# Excerpt start

NAIROBI, February 19, 2026 — On the morning of February 3, 2026, a single wire transfer sliced through the financial architecture of what investigators now believe is one of Nairobi’s most brazen gold fraud operations.

In less time than it takes to negotiate a handshake deal at a Westlands coffee shop, USD 217,900 — the life savings of an American businessman and the fruit of a meticulously orchestrated con — left the account of a Nairobi law firm, passed through the hands of a Somali-Kenyan mobile phone trader, and vanished into the vaults of a Chinese telecommunications giant in Hong Kong.

The speed was surgical. The trail, investigators say, was designed to look like a legitimate business transaction.

But scratch beneath the surface, and what emerges is a story that implicates a regional electronics distributor, a rogue lawyer already wanted in two previous fraud cases, a shadowy forex bureau tucked along Standard Street, and a Chinese handset brand that has, separately, been the subject of a damning tax evasion scandal in Kenya.

# Excerpt end

== Written task ==
Continue the news report on the Nairobi gold fraud and the USD 217,900 wire transfer, starting after its final paragraph.

# Information provided start

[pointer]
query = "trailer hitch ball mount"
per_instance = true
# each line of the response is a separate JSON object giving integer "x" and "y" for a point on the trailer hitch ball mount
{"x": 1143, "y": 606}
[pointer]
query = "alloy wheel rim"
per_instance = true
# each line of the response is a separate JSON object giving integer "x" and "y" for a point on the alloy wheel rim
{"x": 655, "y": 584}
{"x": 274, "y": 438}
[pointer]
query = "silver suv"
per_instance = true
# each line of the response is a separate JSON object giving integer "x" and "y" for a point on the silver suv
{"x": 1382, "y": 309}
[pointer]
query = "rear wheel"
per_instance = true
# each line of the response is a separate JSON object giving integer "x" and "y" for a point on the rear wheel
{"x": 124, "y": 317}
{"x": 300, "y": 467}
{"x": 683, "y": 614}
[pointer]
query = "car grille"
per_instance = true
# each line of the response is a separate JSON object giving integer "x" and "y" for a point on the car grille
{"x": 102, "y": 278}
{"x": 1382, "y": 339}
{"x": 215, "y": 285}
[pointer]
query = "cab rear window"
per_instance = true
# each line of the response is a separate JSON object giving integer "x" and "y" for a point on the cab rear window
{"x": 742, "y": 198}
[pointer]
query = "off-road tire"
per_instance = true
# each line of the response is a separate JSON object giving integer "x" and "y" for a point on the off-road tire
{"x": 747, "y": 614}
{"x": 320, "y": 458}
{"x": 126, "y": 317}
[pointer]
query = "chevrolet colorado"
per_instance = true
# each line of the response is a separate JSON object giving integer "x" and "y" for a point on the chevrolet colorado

# Information provided end
# Information provided start

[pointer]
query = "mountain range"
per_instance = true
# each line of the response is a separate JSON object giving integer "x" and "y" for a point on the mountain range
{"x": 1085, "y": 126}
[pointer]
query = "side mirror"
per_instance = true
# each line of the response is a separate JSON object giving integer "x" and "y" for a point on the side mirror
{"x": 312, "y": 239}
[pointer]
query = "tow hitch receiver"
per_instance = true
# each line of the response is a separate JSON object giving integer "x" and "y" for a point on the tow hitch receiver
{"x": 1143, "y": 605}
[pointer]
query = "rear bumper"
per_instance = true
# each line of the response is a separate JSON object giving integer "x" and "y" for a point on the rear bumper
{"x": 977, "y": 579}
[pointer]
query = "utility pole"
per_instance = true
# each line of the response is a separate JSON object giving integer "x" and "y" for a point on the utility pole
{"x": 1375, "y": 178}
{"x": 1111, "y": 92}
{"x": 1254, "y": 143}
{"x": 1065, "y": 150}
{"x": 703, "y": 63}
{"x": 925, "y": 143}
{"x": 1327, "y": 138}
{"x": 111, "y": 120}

# Information provided end
# Information provided start

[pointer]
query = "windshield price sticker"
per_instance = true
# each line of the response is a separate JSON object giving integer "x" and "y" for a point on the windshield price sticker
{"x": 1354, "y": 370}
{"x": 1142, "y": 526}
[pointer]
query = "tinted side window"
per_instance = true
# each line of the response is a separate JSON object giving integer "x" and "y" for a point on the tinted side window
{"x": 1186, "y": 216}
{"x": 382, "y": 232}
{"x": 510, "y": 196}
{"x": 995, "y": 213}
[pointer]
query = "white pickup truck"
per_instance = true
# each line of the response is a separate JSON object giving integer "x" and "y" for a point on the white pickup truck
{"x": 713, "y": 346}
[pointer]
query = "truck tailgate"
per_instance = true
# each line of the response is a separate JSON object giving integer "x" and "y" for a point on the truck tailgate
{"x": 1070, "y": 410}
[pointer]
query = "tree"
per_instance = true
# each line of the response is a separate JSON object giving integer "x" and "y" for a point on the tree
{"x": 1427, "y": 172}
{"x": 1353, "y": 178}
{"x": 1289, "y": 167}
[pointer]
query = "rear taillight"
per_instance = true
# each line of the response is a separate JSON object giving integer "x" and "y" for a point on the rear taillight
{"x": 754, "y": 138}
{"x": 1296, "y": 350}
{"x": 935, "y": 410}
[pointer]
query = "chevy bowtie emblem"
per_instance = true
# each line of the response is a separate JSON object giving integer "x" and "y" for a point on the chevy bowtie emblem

# Information provided end

== Result for this exercise ==
This is the story of how Sh28 million in stolen investor funds allegedly moved through the supply chain of Tecno Mobile Limited to disappear from Kenyan shores.

The Bait: Gold That Never Existed

The scheme began, as these operations so often do, with a promise of gold. John Sodipo, an American businessman, and his Russian associate, Gershonov Oleg, were drawn into an elaborate agreement for the purchase and chartered export of 495 kilograms of gold destined for Dubai.

The arrangement was presented with the trappings of legitimacy: legal representatives, escrow accounts, logistics companies, and the kind of paperwork that is designed to reassure rather than to inform.

Oleg had first visited Kenya in September 2025 on a separate gold transaction that also came to nothing.

During that visit, he made contact with Willis Onyango Wasonga, a Nairobi dealer known in shadier circles by the street name Marcus, who would later emerge as the central player in the con that followed.

When Wasonga and Sodipo eventually struck what appeared to be a deal, Sodipo deposited the agreed chartering fees into a purported escrow account managed by advocate Michael Otieno Owano of MOAC Advocates, a Nairobi law firm. Oleg flew back to Kenya specifically to oversee the shipment. No gold arrived. No gold existed.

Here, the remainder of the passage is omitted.